# [本文抜粋]
+ + + + + + +

峰見通り猪畑尾根は昭文社の『山と高原地図 奥多摩』なんかにも掲載されているそこそこ周知された名前だと思うんですが、市道山北西尾根刈寄山北東尾根はテキトーな名付けです。  
長めの記事になるので前編「市道山北西尾根峰見通りと後編「猪畑尾根刈寄山北東尾根」に分けました。このページは後編の「猪畑尾根刈寄山北東尾根」です。前後編に分けたのは、スマホユーザーが閲覧するのに時間がかかるページが多い、とGoogleからの指摘があったせいでもあります。
「戸倉三山をへんなルートで登ってみようシリーズ」の最終回、後編のはじまりはじまりです。
※チガ沢の名前は『奥多摩』(宮内敏雄 昭和刊行会 昭和19 国立国会図書館デジタルコレクション)の119ページの地図「戸倉三山附近その一」によります。市道山と臼杵山を結ぶ両背の反対画にも同じ名前の沢(千ヶ沢)があります。
※「標高」は省略しています。
コース JR五日市線武蔵五日市駅→[START]笹平バス停→小坂志林道→(15分)市道山登山口→(20分)市道山北西尾根取付→市道山北西尾根→(1時間55分)市道山→峰見通り→栗ノ木沢ノ頭→弾左衛門ノ峰→トッキリ場→猪畑尾根→(2時間10分)入山峠→(15分)刈寄山→刈寄山北東尾根→(40分)林道刈寄線→寄り道→(1時間)沢戸橋→檜原街道→いなげや→(40分)[GOAL]JR五日市線武蔵五日市駅
(7時間15分)
歩いた日 2025年3月15日(土)
※赤い線が歩いた軌跡です。ただ、正確無比なものではありません。あ〜、そ〜、このあたりを歩いたんだ、程度の参考にしてください。

栗ノ木沢ノ頭→弾左衛門ノ峰→トッキリ場→猪畑尾根→(2時間10分)入山峠→(15分)刈寄山


猪畑尾根は広大な伐採地の縁を登り降りしながらシュッと立ったスカイツリーも望める、そうとうダイナミックな尾根歩きができる尾根でした。

710m圏のピークです。11個め。南の醍醐川に向かって526mの標高点が設定されている尾根が下っています。気になります。
11個めからの急降下です。
また階段つきの急登です。
640m圏のピークです。峰見通りは左にくっと曲がります。ここも南の醍醐味川に向かって尾根が下っています。気になります。
新多摩線82号を通過すると
すぐに669mの標高点が設定されている13個めのピーク、弾左衛門ノ峰です。これにて峰見通りはおしまいです。
弾左衛門ノ峰から入山峠を経て刈寄山(猪畑ノ峰)までが猪畑尾根です。

+ + + + + + +

# [演習課題]
(1) 本文の記述をもとに、次の問いに答えてください。
(a) この山行を歩いた日はいつですか。
(b) コース全体の所要時間はどれだけですか。
(c) 峰見通りが終わるピークの名前は何ですか。
(2) 本文のうち「栗ノ木沢ノ頭→弾左衛門ノ峰」で始まる行で、矢印でつながれている地点名をすべて順に挙げてください。
(3) 本文の「歩いた日 2025年3月15日(土)」から「11個めからの急降下です。」までを、「11個めからの急降下です。」も含めて書き直してください。その際、「伐採地」を「草原」に置き換えてください。
データ項目は本文とは別の資料です。

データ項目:
+ + + + + + +

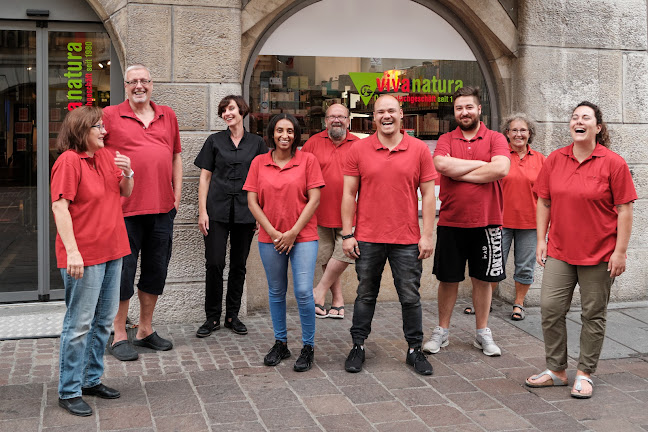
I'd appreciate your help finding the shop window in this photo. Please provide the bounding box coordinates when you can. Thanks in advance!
[249,55,490,148]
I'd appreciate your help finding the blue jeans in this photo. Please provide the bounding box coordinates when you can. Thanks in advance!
[58,258,122,399]
[351,241,423,348]
[259,240,317,346]
[502,228,538,285]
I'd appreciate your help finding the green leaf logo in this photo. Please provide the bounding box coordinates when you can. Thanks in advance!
[349,72,383,105]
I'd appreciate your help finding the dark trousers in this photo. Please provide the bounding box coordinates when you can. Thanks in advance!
[351,241,423,348]
[205,220,255,322]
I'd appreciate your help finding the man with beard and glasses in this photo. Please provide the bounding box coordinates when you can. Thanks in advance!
[423,87,511,356]
[104,64,182,361]
[302,104,358,319]
[342,95,439,375]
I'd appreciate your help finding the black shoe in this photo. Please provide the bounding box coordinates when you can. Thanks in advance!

+ + + + + + +

# [課題別の解答]
(1)
(a) 2025年3月15日(土)
(b) 7時間15分
(c) 弾左衛門ノ峰

(2) 栗ノ木沢ノ頭、弾左衛門ノ峰、トッキリ場、猪畑尾根、入山峠、刈寄山

(3)
歩いた日 2025年3月15日(土)
※赤い線が歩いた軌跡です。ただ、正確無比なものではありません。あ〜、そ〜、このあたりを歩いたんだ、程度の参考にしてください。

栗ノ木沢ノ頭→弾左衛門ノ峰→トッキリ場→猪畑尾根→(2時間10分)入山峠→(15分)刈寄山


猪畑尾根は広大な草原の縁を登り降りしながらシュッと立ったスカイツリーも望める、そうとうダイナミックな尾根歩きができる尾根でした。

710m圏のピークです。11個め。南の醍醐川に向かって526mの標高点が設定されている尾根が下っています。気になります。
11個めからの急降下です。